From the items below, copy out every line that contains the string "leaf".

Supplied data ▸
>> BEGIN

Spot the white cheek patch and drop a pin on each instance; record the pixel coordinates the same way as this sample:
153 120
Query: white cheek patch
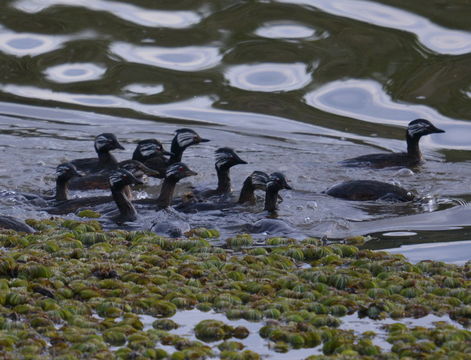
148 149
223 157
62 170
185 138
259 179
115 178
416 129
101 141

>> END
>> BEGIN

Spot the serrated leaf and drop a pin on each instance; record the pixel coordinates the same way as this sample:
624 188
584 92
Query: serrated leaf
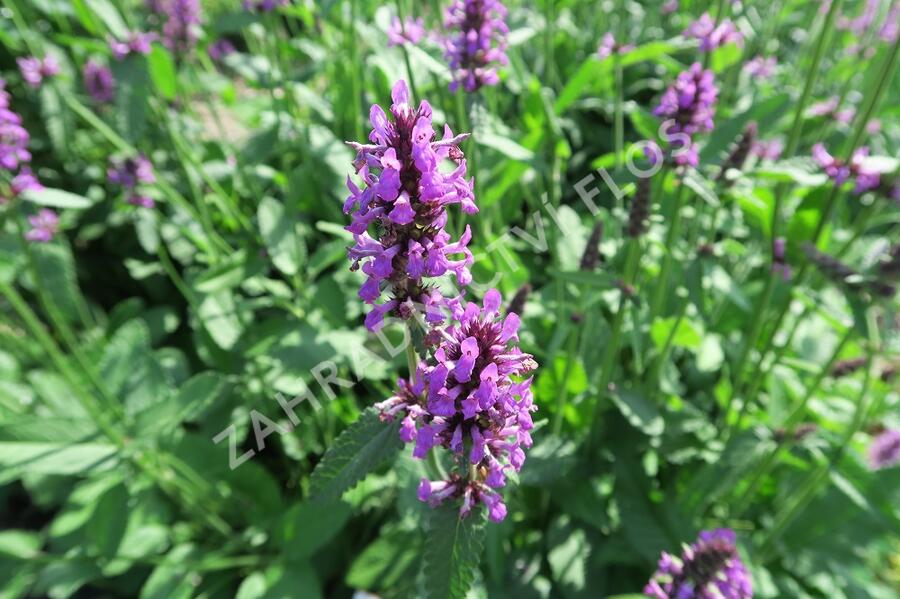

>> END

Response ▸
Spot the serrated leaf and drop a pin on each instance; record the pixel coordinates the same way as this sample:
Query: serrated leaf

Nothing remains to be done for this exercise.